#### Records provided ####

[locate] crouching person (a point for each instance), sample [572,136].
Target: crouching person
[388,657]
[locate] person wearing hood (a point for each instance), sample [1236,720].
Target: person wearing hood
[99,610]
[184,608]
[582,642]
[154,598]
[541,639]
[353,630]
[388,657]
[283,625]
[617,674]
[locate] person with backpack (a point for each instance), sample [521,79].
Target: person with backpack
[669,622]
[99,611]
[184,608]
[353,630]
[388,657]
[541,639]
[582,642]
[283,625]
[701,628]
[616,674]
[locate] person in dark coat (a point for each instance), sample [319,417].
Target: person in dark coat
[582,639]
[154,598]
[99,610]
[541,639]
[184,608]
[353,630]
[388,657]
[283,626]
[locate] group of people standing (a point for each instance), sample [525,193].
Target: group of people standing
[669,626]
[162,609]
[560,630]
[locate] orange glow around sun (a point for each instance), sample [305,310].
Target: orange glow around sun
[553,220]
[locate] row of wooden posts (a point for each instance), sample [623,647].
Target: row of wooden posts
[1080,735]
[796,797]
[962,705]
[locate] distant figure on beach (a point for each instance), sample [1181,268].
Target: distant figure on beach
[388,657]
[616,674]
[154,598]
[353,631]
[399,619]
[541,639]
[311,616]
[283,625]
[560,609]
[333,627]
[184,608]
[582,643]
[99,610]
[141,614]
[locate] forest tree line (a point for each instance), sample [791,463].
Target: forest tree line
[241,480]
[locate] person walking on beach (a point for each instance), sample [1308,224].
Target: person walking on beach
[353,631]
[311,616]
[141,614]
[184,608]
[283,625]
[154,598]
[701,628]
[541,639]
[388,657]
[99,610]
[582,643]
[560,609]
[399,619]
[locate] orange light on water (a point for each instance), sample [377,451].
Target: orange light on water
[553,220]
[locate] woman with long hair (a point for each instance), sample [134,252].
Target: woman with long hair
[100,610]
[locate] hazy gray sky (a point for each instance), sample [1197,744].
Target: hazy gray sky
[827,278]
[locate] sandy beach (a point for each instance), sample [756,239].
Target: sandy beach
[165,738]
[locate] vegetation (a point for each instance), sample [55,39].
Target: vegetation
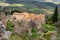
[10,26]
[55,17]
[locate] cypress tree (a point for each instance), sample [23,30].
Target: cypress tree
[55,16]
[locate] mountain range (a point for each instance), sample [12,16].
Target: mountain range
[34,5]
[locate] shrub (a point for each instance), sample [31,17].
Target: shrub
[48,27]
[10,26]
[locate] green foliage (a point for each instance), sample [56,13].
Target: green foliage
[24,36]
[55,16]
[20,24]
[10,26]
[48,27]
[34,35]
[47,35]
[15,37]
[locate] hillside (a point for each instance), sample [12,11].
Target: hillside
[30,6]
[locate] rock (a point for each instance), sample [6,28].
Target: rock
[7,35]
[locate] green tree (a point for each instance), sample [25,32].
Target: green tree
[55,16]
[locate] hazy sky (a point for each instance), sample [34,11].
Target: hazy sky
[52,0]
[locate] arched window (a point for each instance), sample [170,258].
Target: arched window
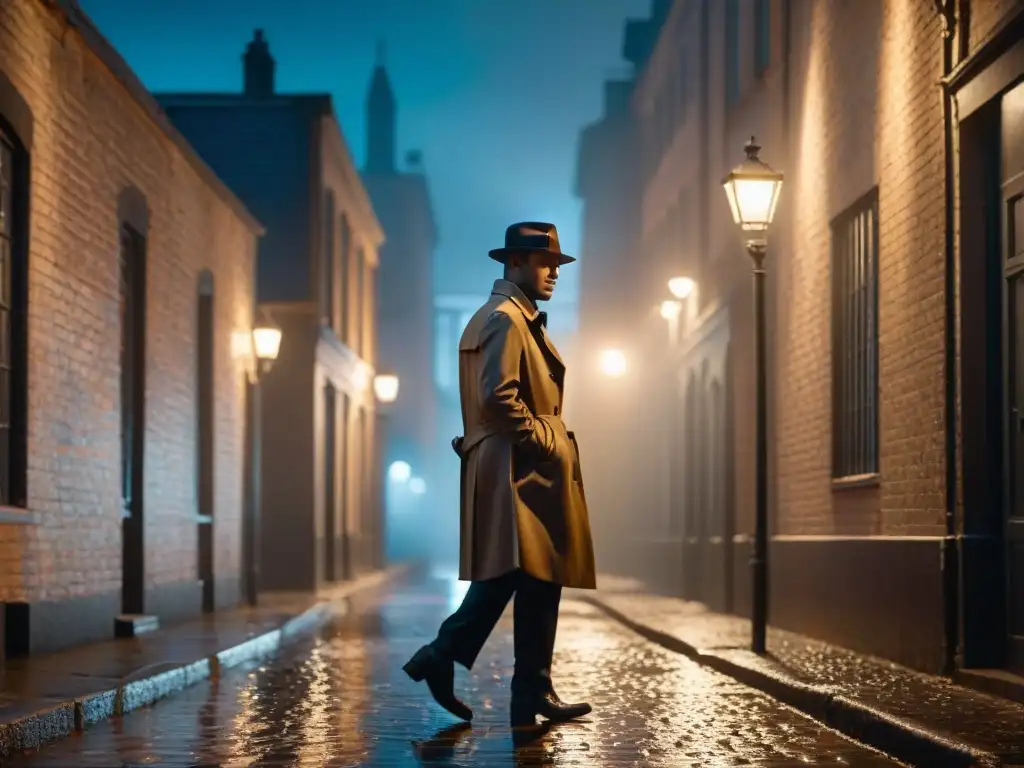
[13,294]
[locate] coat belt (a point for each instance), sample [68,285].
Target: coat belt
[474,437]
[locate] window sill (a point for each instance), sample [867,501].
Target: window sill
[16,516]
[870,480]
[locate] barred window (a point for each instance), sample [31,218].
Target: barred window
[855,339]
[345,236]
[6,236]
[13,316]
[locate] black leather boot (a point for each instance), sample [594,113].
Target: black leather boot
[438,673]
[527,705]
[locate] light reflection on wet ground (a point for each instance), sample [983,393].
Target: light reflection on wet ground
[341,699]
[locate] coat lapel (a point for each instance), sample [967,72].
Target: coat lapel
[512,291]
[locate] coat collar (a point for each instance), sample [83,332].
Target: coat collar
[512,291]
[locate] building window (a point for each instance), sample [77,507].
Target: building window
[359,303]
[762,36]
[443,334]
[329,259]
[13,379]
[731,52]
[346,245]
[855,339]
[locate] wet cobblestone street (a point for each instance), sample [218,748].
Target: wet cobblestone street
[341,699]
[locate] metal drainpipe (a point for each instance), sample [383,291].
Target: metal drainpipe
[950,548]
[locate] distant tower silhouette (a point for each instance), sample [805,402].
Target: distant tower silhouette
[380,119]
[258,67]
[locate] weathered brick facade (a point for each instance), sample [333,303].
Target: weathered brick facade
[321,512]
[90,133]
[845,96]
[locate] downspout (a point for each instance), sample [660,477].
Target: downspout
[950,560]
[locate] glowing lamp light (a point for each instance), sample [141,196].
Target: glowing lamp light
[671,309]
[386,387]
[399,471]
[266,342]
[681,288]
[612,363]
[753,189]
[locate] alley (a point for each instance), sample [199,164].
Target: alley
[341,699]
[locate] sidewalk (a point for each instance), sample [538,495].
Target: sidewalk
[51,695]
[916,718]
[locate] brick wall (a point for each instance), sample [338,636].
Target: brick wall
[866,111]
[91,140]
[986,16]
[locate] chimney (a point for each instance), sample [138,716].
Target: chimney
[258,67]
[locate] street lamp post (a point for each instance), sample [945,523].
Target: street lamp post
[265,346]
[753,190]
[386,392]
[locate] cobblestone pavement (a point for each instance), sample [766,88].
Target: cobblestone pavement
[961,714]
[341,699]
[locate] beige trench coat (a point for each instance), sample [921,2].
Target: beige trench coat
[522,499]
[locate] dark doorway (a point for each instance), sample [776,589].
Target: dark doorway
[205,437]
[330,483]
[1013,249]
[341,529]
[132,419]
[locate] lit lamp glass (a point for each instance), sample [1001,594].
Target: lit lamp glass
[386,387]
[266,344]
[681,288]
[753,189]
[670,309]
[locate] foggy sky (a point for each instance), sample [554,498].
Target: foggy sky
[493,91]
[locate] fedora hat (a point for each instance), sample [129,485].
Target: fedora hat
[530,237]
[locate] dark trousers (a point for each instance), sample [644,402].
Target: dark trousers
[462,635]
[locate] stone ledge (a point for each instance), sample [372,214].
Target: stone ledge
[910,740]
[28,722]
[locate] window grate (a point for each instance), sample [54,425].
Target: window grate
[855,339]
[6,340]
[762,39]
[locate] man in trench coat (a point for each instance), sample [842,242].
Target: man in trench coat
[524,527]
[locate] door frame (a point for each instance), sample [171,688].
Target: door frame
[133,518]
[206,425]
[1013,269]
[977,85]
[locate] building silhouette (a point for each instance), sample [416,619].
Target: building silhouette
[286,156]
[122,406]
[401,200]
[895,321]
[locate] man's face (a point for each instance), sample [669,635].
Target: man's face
[537,273]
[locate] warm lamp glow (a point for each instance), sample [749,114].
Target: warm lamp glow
[671,309]
[681,288]
[753,190]
[386,387]
[612,363]
[266,342]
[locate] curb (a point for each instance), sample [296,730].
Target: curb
[895,736]
[65,718]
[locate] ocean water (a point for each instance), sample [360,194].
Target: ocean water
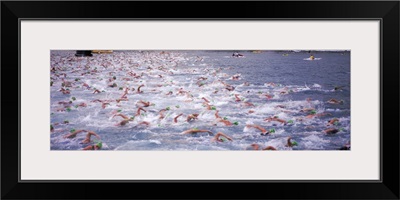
[290,81]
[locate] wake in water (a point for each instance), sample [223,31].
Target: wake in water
[156,100]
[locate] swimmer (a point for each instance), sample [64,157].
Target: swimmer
[86,85]
[113,85]
[96,146]
[235,77]
[270,148]
[192,117]
[263,130]
[307,110]
[333,121]
[145,123]
[96,91]
[87,139]
[104,104]
[335,101]
[220,119]
[221,137]
[124,121]
[195,130]
[64,91]
[176,118]
[202,78]
[257,147]
[314,114]
[275,118]
[144,104]
[345,147]
[331,131]
[138,90]
[269,96]
[237,98]
[123,96]
[248,104]
[138,111]
[73,134]
[206,100]
[338,88]
[290,143]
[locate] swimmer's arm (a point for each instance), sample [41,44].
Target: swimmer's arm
[73,134]
[269,148]
[223,135]
[216,115]
[176,118]
[94,134]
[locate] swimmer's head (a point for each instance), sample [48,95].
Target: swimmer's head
[99,145]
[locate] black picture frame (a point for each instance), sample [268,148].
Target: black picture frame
[386,11]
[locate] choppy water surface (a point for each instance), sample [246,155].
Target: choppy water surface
[279,84]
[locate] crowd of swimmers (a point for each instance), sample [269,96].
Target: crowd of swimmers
[66,87]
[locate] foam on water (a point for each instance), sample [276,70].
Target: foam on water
[187,70]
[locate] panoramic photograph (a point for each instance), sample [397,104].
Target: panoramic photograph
[200,100]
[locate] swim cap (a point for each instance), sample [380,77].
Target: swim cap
[272,130]
[99,144]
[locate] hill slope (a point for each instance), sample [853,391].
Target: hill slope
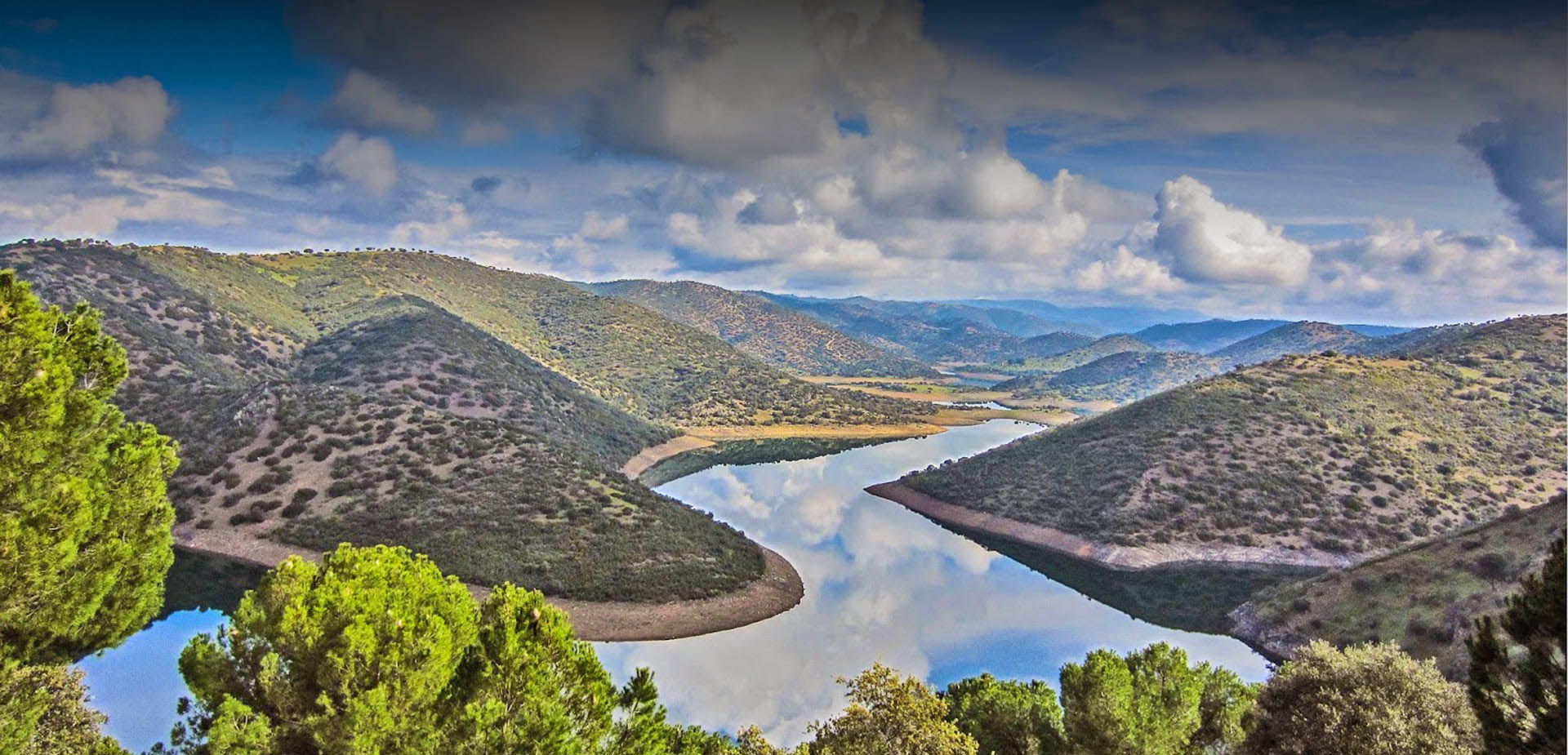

####

To do:
Return the lines above precisely as they appear, beginning at the first line and ending at the line with "[locate] row of", and nothing after it.

Task result:
[locate] crouching person (a point for each instance), sample [572,136].
Target: crouching person
[388,657]
[locate] person wearing hood (a point for each instance), sample [1236,720].
Target: person wearing hood
[99,610]
[184,608]
[582,642]
[154,598]
[541,639]
[353,630]
[388,657]
[283,625]
[617,674]
[locate] person with backpack (a point for each instance), sample [521,79].
Target: person with backpack
[669,622]
[99,611]
[184,608]
[353,630]
[388,657]
[541,639]
[582,642]
[283,625]
[701,628]
[616,674]
[locate] person in dark coat (a point for each instance), sample [319,417].
Target: person in dark coat
[582,639]
[154,598]
[99,610]
[541,639]
[184,608]
[353,630]
[388,657]
[283,626]
[locate] group of people standing (a point for each instance), sample [525,193].
Target: group of people standing
[669,626]
[162,609]
[560,630]
[locate] orange glow around sun (a point for each instance), sample [305,310].
Target: orange glow around sun
[553,220]
[locate] row of wooden posts (a point for each instance), sample [623,647].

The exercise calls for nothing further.